ACTION ITEM - All the data should be transcribed exactly, with every line kept.

INFORMATION GIVEN -
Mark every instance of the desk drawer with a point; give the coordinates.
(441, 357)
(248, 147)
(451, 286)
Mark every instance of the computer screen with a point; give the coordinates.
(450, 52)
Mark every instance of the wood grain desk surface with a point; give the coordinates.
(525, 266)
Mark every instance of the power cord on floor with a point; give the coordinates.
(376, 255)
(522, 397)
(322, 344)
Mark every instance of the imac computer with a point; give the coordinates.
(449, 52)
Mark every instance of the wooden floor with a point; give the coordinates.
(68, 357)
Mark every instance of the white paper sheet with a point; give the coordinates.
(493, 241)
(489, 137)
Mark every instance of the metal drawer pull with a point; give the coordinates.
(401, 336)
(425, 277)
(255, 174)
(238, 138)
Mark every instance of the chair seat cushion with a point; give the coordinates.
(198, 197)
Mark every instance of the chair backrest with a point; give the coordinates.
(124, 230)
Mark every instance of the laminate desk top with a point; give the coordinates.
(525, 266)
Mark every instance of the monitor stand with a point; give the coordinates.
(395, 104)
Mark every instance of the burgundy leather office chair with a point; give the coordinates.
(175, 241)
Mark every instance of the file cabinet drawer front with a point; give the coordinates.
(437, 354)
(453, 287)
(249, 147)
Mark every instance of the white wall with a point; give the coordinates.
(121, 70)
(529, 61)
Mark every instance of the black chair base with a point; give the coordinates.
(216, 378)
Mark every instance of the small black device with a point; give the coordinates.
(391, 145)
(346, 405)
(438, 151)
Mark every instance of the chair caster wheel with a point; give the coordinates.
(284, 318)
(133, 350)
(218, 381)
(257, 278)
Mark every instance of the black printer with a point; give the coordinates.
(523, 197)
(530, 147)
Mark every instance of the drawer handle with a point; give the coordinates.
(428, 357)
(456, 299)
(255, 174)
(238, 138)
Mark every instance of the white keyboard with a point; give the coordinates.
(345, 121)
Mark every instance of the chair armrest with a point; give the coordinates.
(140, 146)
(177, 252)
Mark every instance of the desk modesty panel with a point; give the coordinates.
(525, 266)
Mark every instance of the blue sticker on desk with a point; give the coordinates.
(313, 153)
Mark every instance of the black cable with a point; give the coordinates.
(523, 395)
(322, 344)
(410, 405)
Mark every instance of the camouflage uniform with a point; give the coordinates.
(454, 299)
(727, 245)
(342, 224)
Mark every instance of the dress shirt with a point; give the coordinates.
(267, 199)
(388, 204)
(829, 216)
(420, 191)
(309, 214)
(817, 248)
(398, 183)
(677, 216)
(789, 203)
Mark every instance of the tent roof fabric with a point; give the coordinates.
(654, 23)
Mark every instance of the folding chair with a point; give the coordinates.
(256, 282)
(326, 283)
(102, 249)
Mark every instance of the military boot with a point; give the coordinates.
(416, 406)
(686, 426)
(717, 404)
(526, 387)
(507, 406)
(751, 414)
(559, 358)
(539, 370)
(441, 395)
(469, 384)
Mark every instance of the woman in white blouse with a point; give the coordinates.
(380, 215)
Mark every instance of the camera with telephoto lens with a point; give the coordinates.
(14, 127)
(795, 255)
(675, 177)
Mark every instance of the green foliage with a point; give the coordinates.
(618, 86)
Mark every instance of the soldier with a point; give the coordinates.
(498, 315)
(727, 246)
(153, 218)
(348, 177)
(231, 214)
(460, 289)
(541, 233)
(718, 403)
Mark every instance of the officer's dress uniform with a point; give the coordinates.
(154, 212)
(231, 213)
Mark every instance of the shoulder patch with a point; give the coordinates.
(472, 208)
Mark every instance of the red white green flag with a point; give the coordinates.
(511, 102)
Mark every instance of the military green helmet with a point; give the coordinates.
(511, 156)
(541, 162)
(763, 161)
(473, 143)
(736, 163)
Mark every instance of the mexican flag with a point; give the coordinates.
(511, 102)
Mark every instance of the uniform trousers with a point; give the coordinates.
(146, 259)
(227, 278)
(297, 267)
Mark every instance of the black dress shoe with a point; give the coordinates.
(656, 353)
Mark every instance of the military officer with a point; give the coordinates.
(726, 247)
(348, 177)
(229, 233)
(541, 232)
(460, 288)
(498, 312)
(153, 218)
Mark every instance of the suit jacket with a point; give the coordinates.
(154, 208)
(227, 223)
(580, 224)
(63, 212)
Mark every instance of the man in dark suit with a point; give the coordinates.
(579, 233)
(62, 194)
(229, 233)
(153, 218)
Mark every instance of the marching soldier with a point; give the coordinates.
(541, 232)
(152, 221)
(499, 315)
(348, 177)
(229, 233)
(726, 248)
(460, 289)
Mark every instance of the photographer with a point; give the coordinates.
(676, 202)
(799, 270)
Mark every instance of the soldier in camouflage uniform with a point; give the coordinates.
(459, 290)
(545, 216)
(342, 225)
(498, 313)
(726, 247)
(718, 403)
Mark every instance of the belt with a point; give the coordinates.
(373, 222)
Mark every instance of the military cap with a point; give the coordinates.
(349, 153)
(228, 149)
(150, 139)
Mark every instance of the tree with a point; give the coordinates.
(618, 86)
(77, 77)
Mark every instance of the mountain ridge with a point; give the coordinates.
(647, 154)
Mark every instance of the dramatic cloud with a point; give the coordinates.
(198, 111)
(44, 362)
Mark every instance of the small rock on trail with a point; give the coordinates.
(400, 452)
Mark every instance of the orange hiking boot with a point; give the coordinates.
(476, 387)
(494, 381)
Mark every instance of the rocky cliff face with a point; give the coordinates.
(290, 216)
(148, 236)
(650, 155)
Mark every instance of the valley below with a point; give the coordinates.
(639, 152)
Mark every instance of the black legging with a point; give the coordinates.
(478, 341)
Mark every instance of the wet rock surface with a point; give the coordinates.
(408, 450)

RESPONSE TO THIS EXERCISE -
Mark every instance of the desk drawer with a point; give the coordinates.
(441, 357)
(248, 147)
(451, 286)
Mark every instance of the computer screen with a point; give the coordinates.
(450, 52)
Mark every instance of the wood grain desk surface with a point; give the coordinates.
(525, 266)
Mark every instance of the power cord on floor with a point; give the coordinates.
(376, 255)
(522, 397)
(322, 344)
Mark every instance of the imac computer with a point; give the coordinates.
(449, 52)
Mark every instance of the wooden floor with a point; give the coordinates.
(68, 357)
Mark every instance of the white paper sheet with a point; give the coordinates.
(493, 241)
(489, 137)
Mark every instance of the metal drawer pull with a point; give the coordinates.
(401, 336)
(425, 277)
(255, 174)
(238, 138)
Mark every instance of the chair seat cushion with a point; give the coordinates.
(198, 197)
Mark every instance of the chair backrest with a point; give the coordinates.
(124, 230)
Mark every instance of the laminate desk top with a point; give the coordinates.
(525, 266)
Mark every instance of the monitor stand with a point; give the coordinates.
(395, 104)
Mark every instance of the burgundy leather office chair with a point; give the coordinates.
(175, 241)
Mark every instance of the file cabinet drawer front with a point; give the coordinates.
(437, 354)
(453, 287)
(249, 147)
Mark every instance of the white wall with a point; give the coordinates.
(121, 70)
(529, 61)
Mark every instance of the black chair base with a point; give the coordinates.
(216, 378)
Mark every instance of the small black device with a point; give the coordinates.
(391, 145)
(346, 405)
(438, 151)
Mark every instance of the chair caster wheel with a point; give the coordinates.
(284, 318)
(133, 350)
(218, 381)
(257, 278)
Mark every instance of the black printer with a point; give the coordinates.
(523, 197)
(530, 147)
Mark every instance of the drawer handle with a point; give the coordinates.
(428, 357)
(456, 299)
(255, 174)
(238, 138)
Mark every instance of the white keyboard with a point; give the coordinates.
(345, 121)
Mark every instance of the chair armrest with a point; give the coordinates.
(140, 146)
(177, 252)
Mark every instance of the desk modesty panel with a point; give the coordinates.
(525, 266)
Mark every instance of the blue sticker on desk with a point; give the coordinates.
(313, 153)
Mark every instance of the black cable with a point; give the coordinates.
(523, 395)
(322, 344)
(410, 405)
Mark every instance of the camouflage uniform with a point; give the coordinates.
(454, 299)
(727, 245)
(342, 224)
Mark every instance of the dress shirt with a point; give the coordinates.
(267, 199)
(388, 204)
(829, 216)
(420, 191)
(309, 214)
(817, 248)
(398, 183)
(677, 216)
(789, 203)
Mark every instance of the tent roof fabric with a point; give the coordinates.
(654, 23)
Mark every instance of the folding chair with a point; give the coordinates.
(256, 282)
(326, 283)
(102, 249)
Mark every instance of the military boot with a point; give the coordinates.
(416, 406)
(686, 426)
(717, 404)
(526, 387)
(507, 406)
(751, 414)
(559, 358)
(539, 370)
(441, 395)
(469, 384)
Mark every instance of the woman in white blouse with a point; give the coordinates.
(380, 215)
Mark every instance of the camera with telephoto lens with a point; give the coordinates.
(14, 127)
(795, 255)
(675, 177)
Mark every instance of the green foliage with a point; give the coordinates.
(618, 86)
Mark every instance of the soldier with a point; give the coordinates.
(498, 315)
(727, 246)
(153, 218)
(348, 177)
(231, 214)
(460, 289)
(541, 233)
(718, 403)
Mark every instance of the officer's dress uniform with a point; give the coordinates.
(154, 212)
(231, 213)
Mark every instance of the shoulder patch with a point; give the coordinates.
(472, 208)
Mark every instance of the red white green flag with a point; give the coordinates.
(511, 102)
Mark every instance of the military green helmet with a point; give the coordinates.
(511, 156)
(541, 162)
(763, 161)
(473, 143)
(736, 163)
Mark every instance of the mexican flag with a point; give the coordinates.
(511, 102)
Mark every instance of the uniform trousers with a point; give the coordinates.
(146, 259)
(227, 278)
(297, 267)
Mark every instance of the black dress shoe with a point; give the coordinates.
(656, 353)
Mark every instance of the military officer with a point; give the coordinates.
(726, 247)
(348, 177)
(229, 233)
(541, 232)
(460, 288)
(498, 312)
(153, 218)
Mark every instance of the suit jacket with a point; give the coordinates.
(154, 208)
(227, 223)
(580, 224)
(63, 212)
Mark every instance of the man in dark suit with a point; give the coordinates.
(579, 233)
(62, 194)
(229, 233)
(153, 218)
Mark every instance of the marching soldier with a point; give the coordinates.
(541, 232)
(152, 221)
(499, 315)
(348, 177)
(229, 233)
(726, 248)
(460, 289)
Mark every instance of the photographer with a point; give the coordinates.
(676, 202)
(799, 270)
Mark every instance of the soldier in camouflage uniform with a point; give the coordinates.
(459, 290)
(545, 216)
(342, 225)
(498, 313)
(726, 247)
(718, 403)
Mark every instance of the belt with a point; give the coordinates.
(373, 222)
Mark every instance of the military cap with a point; give the coordinates.
(349, 153)
(228, 149)
(150, 139)
Mark every instance of the tree with a point; give the coordinates.
(618, 86)
(77, 77)
Mark every instance of the mountain ridge with a point; give the coordinates.
(647, 154)
Mark every instance of the dramatic cloud with a point; give the coordinates.
(198, 111)
(44, 362)
Mark every instance of the small rock on trail with a point; give the coordinates.
(400, 452)
Mark every instance of the orange hiking boot with a point; give the coordinates.
(476, 387)
(494, 381)
Mark every instance of the rocky cliff face with a point; give the coordinates.
(290, 216)
(148, 236)
(650, 155)
Mark every instance of the valley below with a point; give the coordinates.
(639, 152)
Mark every instance of the black legging with a point; give the coordinates.
(478, 341)
Mark every instance of the wet rock surface with a point; give the coordinates.
(408, 450)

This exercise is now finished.